** Opening RAW DATA block **
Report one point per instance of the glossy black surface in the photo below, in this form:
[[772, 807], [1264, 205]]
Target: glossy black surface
** Closing RAW DATA block **
** Opening RAW DATA block **
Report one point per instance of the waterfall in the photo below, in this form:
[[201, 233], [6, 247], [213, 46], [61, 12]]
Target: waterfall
** Closing RAW DATA block **
* THE TASK:
From the listing above, return the lines starting at the one with "Report one point per instance of the glossy" and ending at the one with "Target: glossy black surface", both kept, exactly as they appear and nothing more.

* ANSWER TO THIS TASK:
Report one point per instance of the glossy black surface in the photo below, in this form:
[[772, 807], [1264, 205]]
Target: glossy black surface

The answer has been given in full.